Work required: Rescale the rows from the line containing "Task: for the roadway count, mark the board" through the end of the rows, both ends included, and write those lines out again with the requests kept. Multiply every point coordinate in the answers by 2.45 and round to whole numbers, halves up, leaving the sample coordinates in the requests as they are.

Data in this exercise:

— START —

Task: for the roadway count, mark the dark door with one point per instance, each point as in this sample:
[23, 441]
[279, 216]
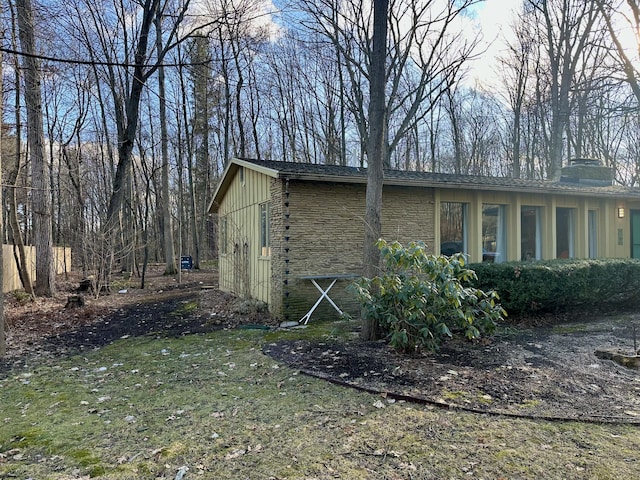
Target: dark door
[635, 233]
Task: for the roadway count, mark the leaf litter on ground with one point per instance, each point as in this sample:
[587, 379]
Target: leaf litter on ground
[143, 408]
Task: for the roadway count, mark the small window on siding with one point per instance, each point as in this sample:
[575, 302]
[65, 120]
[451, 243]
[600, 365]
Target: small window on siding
[265, 229]
[223, 239]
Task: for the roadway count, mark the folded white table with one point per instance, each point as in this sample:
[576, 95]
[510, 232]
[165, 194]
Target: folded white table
[324, 291]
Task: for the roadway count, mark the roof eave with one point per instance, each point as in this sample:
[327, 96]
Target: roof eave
[227, 177]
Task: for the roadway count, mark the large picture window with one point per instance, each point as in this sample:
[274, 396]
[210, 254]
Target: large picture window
[593, 233]
[530, 241]
[453, 228]
[265, 229]
[565, 232]
[494, 233]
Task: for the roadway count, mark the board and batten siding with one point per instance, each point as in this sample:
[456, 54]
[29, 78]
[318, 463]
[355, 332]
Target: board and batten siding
[242, 268]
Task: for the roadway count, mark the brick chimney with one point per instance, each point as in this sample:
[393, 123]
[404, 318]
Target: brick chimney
[587, 171]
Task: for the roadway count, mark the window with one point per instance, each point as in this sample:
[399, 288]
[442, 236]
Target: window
[565, 232]
[530, 241]
[265, 229]
[223, 239]
[453, 228]
[593, 234]
[494, 233]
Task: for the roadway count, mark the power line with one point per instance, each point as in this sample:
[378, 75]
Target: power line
[96, 62]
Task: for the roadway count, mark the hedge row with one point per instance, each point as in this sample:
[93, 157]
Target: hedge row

— END —

Result for this task:
Task: for the roadway count, mark the board and batten siding with one point per instance, each point as in this sample:
[456, 54]
[29, 78]
[318, 463]
[355, 332]
Target: board and batten siding
[593, 657]
Task: for the roadway count, mark the brick chimney with one point per instance, each point as in this sample:
[393, 123]
[404, 318]
Target: brick chimney
[1438, 419]
Task: for the roadway count, mark the window with one point per instance, each point as in this sample:
[399, 288]
[442, 236]
Target: window
[1384, 568]
[1299, 590]
[649, 561]
[546, 586]
[1110, 559]
[1453, 573]
[1210, 571]
Task: for the roadway count, mark the power line with one point per instance, each point as in this sample:
[378, 75]
Target: power line
[235, 152]
Task: for the roadway count, mark the hedge row with one point per instance, each point as in this sample:
[93, 157]
Target: hedge row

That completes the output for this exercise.